• DOCUMENT SEGMENT:
=== Begin Enclosure ===

Four of us piano technicians, Warren, Bill Maxim, Sammy Smith, and I, regularly met for breakfast at IHOP. We enjoyed a visit of comparing experiences, getting nutrition to start the workday, laughing, and sharing burdens. (My wife seems to think that piano technicians have a natural tendency to talk. I’m not sure why our wives never seemed to want to be along with us for these breakfast occasions!) Sammy and I would be amazed that Warren and Bill could say one limerick after another, from total recall. Amazing minds! The limericks were all clean, clever, and brought much laughter. It was delightful to watch those two friends regale us. It was totally wholesome, and there was no rivalry whatsoever between them. It was a time of pure pleasure and humor! What they had in their minds revealed an earlier era, which emphasized using your brain, rather than just being entertained, and involving themselves in something mind-expanding for the amusement of others. This limerick is typical of Warren’s repertoire:
A diminutive psychic named Marge
Was convicted of a most heinous charge.
But despite lock and key
Next day she broke free
And the headline read "Small medium at large."

Morally, Warren was exemplary. As he told me, going into homes “I never took so much as a paperclip.” He was honest and trustworthy. He was committed to one woman, his beloved, beautiful, talented, “completer:” Margaret Lydia Cowgill Mack (May 15, 1927- Mar 23, 2017), whom he married on August 19, 1950, near her childhood home in Glenn Dale, Prince George's County, Maryland. Several times Warren mentioned his first piano tuning customers. He never forgot their kindness and the beginning of his “second profession,” which he took up because it was piano-related and, as a teacher, he needed summer work. He retired from teaching at BJU in the late 1980’s and, for another 20 years, tuned there weekly, in addition to servicing home and church pianos. Often, he expressed his thanks to the University for their friendship and consistent employment.
What did music mean to Warren Mack? He had childhood memories of his mother singing and of the music in his Christian Missionary Alliance church. There obviously was a love of music throughout his youth, which became significant in the Army, as he served through doing music under his military chaplain. Singing was a natural daily occurrence for both Margaret and Warren. Margaret loved opera and could sing themes from operas at any moment, and she could tell you who the current top singers were. Warren loved to work with others in producing music, whether through piano lessons or as he conducted choirs. He had great appreciation for the faithful, skilled musicians with whom he worked through the years, whether in a church or in an academic setting. A favorite memory of mine was watching Warren and his colleague, of similar stature, Duane White – with whom he shared a love of words and coffee – playing piano duets (and one time with Duane tap-dancing, while Warren accompanied!). These were friends, who loved music, who both had some showmanship within them, and who loved making music for the enrichment of others. Warren had a lifelong commitment to hymns that have biblical, artful texts and substantive music. The power of traditional church music gripped Margaret and Warren early in life. They loved the mood created by a pipe organ, as it led a congregation in singing. They valued long-lasting, weighty music that reached the mind and the heart. So a sense of awe came across Warren’s face when he would hear such music as “Holy, Holy, Holy,” “Immortal, Invisible,” “For All the Saints,” the John Stainer setting of “God So Loved the World,” or the anthem, “The King of Love, My Shepherd Is,” by Harry Rowe Shelley. Both Margaret and Warren had an affinity with others who produced solid, classically-based hymnody, and they did not understand or appreciate pop-based church music.

=== End Enclosure ===

According to the remembrance of Warren Mack, why did he take up piano tuning? The items have no connection to the remembrance of Warren Mack.

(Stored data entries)
=== Begin Enclosure ===

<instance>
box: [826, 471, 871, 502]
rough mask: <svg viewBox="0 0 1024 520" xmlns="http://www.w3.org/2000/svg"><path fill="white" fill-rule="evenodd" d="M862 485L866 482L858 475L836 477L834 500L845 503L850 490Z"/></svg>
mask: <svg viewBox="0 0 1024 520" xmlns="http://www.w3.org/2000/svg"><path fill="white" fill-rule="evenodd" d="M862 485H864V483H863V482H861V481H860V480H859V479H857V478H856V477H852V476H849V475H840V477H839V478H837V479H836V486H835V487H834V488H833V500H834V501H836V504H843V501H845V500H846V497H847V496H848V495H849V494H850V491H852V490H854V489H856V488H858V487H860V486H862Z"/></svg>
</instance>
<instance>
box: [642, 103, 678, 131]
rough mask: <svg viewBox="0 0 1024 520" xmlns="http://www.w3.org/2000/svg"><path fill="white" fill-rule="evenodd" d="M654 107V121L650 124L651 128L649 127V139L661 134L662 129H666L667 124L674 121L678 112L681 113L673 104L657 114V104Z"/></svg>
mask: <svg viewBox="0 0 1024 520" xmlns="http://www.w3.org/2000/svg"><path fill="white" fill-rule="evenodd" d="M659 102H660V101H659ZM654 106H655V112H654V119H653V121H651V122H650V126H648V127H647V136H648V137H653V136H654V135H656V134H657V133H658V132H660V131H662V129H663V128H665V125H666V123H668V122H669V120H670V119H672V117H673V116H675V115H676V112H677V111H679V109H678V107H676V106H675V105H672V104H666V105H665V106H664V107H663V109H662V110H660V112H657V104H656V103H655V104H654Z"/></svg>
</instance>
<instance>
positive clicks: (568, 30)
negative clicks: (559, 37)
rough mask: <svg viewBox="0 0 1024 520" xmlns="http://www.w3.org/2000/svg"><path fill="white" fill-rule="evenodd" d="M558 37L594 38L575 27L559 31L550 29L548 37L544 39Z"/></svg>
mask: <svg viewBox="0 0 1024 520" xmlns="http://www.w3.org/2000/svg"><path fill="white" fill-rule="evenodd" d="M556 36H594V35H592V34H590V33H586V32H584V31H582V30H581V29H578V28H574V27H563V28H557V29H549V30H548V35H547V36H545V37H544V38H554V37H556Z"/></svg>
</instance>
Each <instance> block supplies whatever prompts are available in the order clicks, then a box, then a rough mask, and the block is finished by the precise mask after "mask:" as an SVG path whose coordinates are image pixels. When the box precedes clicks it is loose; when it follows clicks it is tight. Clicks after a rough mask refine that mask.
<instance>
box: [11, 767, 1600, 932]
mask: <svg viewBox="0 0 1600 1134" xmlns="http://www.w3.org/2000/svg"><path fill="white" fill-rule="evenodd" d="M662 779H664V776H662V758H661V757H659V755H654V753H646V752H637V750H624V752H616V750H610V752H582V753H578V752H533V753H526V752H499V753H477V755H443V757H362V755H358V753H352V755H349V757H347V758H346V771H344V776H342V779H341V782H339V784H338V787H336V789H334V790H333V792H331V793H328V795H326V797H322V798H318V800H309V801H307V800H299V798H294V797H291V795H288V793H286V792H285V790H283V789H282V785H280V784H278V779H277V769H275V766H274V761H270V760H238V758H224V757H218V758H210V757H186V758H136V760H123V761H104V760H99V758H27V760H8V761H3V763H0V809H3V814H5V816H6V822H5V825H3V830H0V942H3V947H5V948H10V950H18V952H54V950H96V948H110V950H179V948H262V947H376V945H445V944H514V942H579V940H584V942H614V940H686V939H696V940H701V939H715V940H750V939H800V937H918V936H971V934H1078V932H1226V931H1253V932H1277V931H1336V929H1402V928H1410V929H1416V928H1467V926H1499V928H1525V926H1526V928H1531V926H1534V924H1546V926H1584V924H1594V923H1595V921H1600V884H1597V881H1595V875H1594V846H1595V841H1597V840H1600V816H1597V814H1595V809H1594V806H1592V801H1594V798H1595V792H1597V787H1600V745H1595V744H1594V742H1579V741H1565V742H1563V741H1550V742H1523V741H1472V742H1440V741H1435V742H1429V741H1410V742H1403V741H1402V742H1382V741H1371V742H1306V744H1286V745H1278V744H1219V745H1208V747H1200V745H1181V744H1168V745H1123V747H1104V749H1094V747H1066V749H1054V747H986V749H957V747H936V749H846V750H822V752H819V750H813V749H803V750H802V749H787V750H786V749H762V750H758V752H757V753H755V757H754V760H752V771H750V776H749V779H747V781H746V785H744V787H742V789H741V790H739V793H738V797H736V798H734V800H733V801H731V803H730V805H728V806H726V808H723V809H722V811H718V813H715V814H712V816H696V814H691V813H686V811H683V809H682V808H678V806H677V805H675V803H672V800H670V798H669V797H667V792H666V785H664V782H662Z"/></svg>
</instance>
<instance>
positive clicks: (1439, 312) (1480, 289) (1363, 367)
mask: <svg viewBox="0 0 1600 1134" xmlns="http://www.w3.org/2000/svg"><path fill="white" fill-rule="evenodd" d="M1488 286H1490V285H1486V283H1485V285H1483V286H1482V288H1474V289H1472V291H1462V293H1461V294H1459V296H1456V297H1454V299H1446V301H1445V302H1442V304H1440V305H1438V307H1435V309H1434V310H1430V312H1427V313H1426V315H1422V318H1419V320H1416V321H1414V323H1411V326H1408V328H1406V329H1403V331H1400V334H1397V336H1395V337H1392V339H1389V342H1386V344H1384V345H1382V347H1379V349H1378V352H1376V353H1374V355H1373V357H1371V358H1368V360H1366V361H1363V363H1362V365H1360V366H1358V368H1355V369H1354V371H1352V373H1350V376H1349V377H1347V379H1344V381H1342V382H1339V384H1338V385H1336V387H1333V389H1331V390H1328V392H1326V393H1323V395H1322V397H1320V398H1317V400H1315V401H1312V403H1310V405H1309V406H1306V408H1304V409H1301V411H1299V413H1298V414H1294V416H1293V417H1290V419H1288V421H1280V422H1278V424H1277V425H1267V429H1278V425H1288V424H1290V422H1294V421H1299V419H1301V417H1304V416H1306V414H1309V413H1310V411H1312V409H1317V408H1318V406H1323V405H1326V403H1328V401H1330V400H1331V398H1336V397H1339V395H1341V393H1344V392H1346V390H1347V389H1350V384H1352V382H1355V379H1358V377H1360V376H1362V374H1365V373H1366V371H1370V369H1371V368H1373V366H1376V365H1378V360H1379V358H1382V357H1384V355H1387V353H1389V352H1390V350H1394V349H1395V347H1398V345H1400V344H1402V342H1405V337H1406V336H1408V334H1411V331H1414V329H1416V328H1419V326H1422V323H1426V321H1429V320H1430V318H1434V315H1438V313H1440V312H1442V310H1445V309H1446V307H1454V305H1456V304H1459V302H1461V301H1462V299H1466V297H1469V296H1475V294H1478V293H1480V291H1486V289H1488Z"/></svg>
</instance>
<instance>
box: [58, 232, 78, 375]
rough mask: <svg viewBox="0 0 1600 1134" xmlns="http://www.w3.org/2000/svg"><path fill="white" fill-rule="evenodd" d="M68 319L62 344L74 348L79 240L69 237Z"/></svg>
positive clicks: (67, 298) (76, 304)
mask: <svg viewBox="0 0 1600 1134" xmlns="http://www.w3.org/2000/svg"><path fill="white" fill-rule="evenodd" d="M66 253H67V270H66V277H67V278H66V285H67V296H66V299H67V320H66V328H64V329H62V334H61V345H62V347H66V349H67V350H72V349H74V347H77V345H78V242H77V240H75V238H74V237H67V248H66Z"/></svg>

=== End Enclosure ===

• RESULT OF THIS EXERCISE: He took it up because it was piano-related and, as a teacher, he needed summer work.